→ Texto de leitura
◆ ◆ ◆ ◆ ◆ ◆ ◆

Elas são tóxicas, cancerígenas e a nicotina atua para viciar.
Segundo especialistas, os cigarros estão criando uma geração de viciados cada vez mais jovens. É o caso de João Pedro, influenciador com milhões de seguidores, que fuma vape desde os 15 anos.
“É uma necessidade tão grande de usar, que ficar sem era como não ter água ou passar fome. Era desesperador, eu não conseguia. Usava 5 mil tragadas em uma semana, e essa era a primeira e a última coisa que eu fazia no meu dia, acordando até de madrugada para usar”, afima João Pedro, influenciador.
A incerteza sobre as substâncias e suas quantidades na produção do mercado ilegal é, justamente, um dos argumentos da indústria, que tenta reverter a proibição. Apesar disso, a medida não é um consenso. Médicos e especialistas em saúde são contra.
Anfetamina nos vapes
Um dos desafios da pesquisa é obter, de forma legal, os cigarros eletrônicos. Para isso, é necessária a autorização de órgãos reguladores, o que é um processo burocrático e demorado. Isso porque, para uma pesquisa ter validade, não pode usar algo ilegal no país sem que isso seja monitorado.
Uma das possibilidades é conseguir os dispositivos em parceria com a polícia, que os apreende. Foi o que fez a Polícia Científica de Santa Catarina, que se uniu à Universidade Federal do estado e levou os vapes para o laboratório.
Os pesquisadores analisaram dez dispositivos de três marcas diferentes e encontraram octodrina, uma substância da família da anfetamina, com os mesmos efeitos, em todos eles.
Segundo a polícia e os pesquisadores, em nenhuma das embalagens havia a descrição da presença da droga. Ou seja, as pessoas estavam consumindo-a sem saber.
A octodrina é uma substância da mesma família da anfetamina, que é uma droga sintética estimulante que atua no sistema nervoso central. Ela causa agitação e, como consequência, afeta também o sistema cardiovascular, provocando taquicardia.

◆ ◆ ◆ ◆ ◆ ◆ ◆

→ Material selecionado
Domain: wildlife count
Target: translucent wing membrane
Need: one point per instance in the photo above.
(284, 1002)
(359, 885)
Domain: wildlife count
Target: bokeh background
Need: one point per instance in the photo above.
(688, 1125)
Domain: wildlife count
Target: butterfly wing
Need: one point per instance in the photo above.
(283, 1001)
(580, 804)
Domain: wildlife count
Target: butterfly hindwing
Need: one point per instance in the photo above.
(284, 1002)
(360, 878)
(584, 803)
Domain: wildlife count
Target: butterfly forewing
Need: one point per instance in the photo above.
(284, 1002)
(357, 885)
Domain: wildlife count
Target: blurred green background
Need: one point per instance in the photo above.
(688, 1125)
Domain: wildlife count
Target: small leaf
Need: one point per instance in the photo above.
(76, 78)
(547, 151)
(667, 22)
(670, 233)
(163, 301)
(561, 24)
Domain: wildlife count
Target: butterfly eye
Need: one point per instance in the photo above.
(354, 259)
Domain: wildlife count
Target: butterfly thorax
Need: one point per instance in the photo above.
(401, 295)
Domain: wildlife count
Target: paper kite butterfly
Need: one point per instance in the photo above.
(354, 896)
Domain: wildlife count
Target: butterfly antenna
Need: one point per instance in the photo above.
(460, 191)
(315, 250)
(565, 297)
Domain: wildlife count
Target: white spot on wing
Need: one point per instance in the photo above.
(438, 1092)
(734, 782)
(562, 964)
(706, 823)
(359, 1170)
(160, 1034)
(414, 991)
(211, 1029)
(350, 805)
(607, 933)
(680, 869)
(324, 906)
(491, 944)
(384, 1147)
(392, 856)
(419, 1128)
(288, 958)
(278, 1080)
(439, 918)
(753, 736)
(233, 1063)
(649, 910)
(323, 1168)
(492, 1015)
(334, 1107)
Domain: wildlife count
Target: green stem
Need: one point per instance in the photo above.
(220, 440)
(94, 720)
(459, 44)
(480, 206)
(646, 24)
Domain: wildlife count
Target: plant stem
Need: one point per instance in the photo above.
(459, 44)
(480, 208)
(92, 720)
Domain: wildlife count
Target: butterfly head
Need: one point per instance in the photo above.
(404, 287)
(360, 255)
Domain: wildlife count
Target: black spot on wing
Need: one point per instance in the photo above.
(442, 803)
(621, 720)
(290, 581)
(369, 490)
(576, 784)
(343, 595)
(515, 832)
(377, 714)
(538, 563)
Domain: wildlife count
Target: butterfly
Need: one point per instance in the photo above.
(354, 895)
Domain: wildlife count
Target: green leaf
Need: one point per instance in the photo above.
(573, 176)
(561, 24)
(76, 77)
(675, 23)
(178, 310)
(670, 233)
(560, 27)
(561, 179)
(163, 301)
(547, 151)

◆ ◆ ◆ ◆ ◆ ◆ ◆

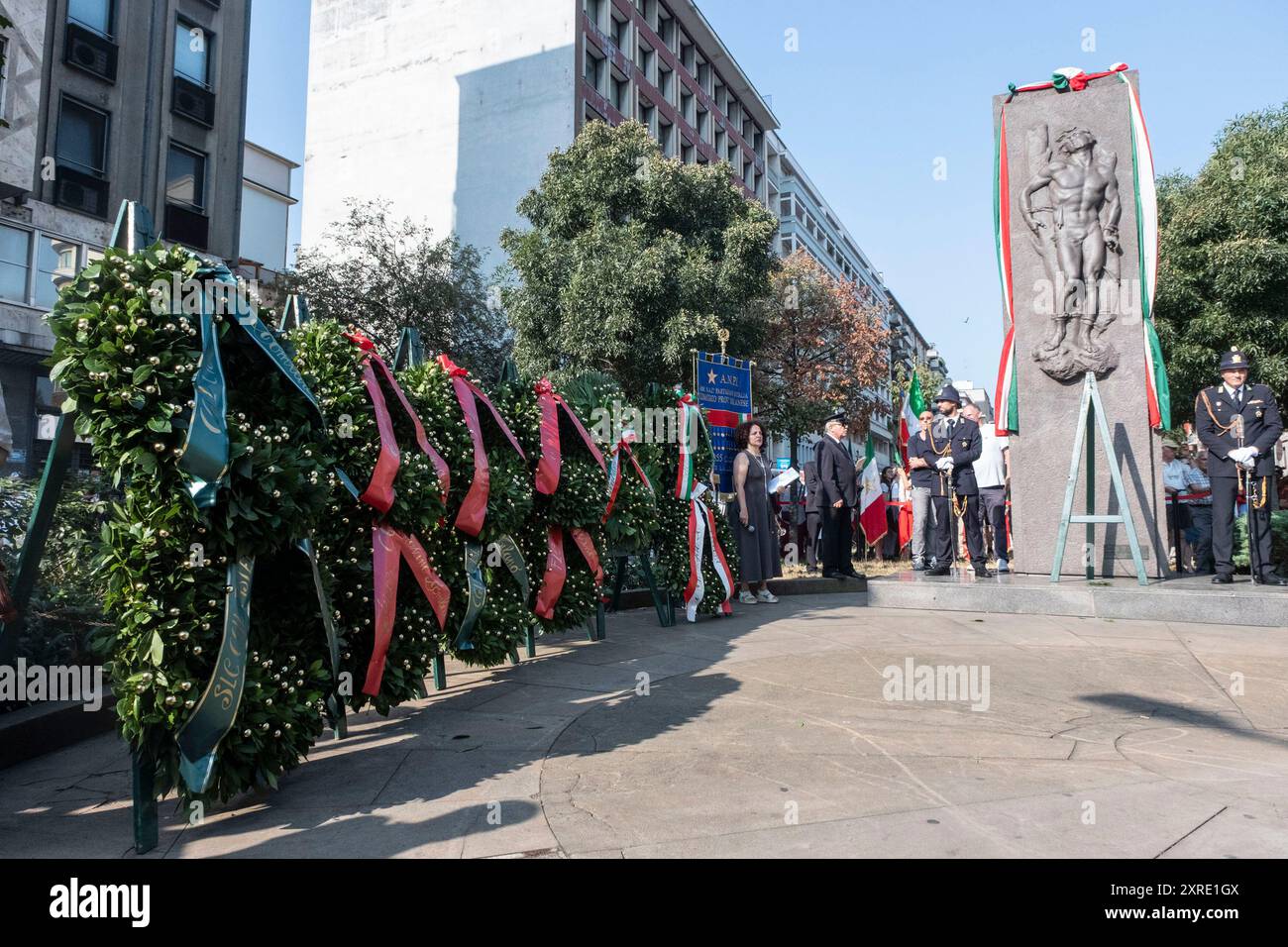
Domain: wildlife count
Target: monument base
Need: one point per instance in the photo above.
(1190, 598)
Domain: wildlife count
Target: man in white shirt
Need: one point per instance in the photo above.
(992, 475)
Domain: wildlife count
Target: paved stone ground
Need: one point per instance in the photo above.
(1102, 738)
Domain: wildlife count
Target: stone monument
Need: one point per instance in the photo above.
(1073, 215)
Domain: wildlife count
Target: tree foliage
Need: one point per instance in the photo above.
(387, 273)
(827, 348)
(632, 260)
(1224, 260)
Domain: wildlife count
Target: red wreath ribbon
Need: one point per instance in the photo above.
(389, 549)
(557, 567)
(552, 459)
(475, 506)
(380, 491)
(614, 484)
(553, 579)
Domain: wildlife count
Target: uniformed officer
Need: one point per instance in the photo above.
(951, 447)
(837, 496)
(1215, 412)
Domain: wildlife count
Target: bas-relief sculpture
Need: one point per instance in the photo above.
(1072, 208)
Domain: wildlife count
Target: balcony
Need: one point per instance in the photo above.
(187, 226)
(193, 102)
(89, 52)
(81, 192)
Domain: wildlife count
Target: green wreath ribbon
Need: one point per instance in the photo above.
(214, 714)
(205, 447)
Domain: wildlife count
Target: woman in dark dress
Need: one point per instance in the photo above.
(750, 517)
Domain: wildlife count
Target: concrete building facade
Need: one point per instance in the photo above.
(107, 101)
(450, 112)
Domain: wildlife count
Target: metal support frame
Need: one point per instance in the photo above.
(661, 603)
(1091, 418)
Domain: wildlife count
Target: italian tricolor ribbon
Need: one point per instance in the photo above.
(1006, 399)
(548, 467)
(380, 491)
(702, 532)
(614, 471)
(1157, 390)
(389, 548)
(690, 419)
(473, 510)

◆ ◆ ◆ ◆ ◆ ◆ ◆

→ Exercícios a resolver
1. No texto sobre cigarros eletrônicos, quantos dispositivos os pesquisadores analisaram e de quantas marcas eles eram?
2. Extraia do texto sobre cigarros eletrônicos, sem nenhuma alteração, todo o trecho que vai de "Uma das possibilidades" até "consumindo-a sem saber.".

→ Respostas das tarefas
1. Dez dispositivos, de três marcas diferentes.

2.
Uma das possibilidades é conseguir os dispositivos em parceria com a polícia, que os apreende. Foi o que fez a Polícia Científica de Santa Catarina, que se uniu à Universidade Federal do estado e levou os vapes para o laboratório.
Os pesquisadores analisaram dez dispositivos de três marcas diferentes e encontraram octodrina, uma substância da família da anfetamina, com os mesmos efeitos, em todos eles.
Segundo a polícia e os pesquisadores, em nenhuma das embalagens havia a descrição da presença da droga. Ou seja, as pessoas estavam consumindo-a sem saber.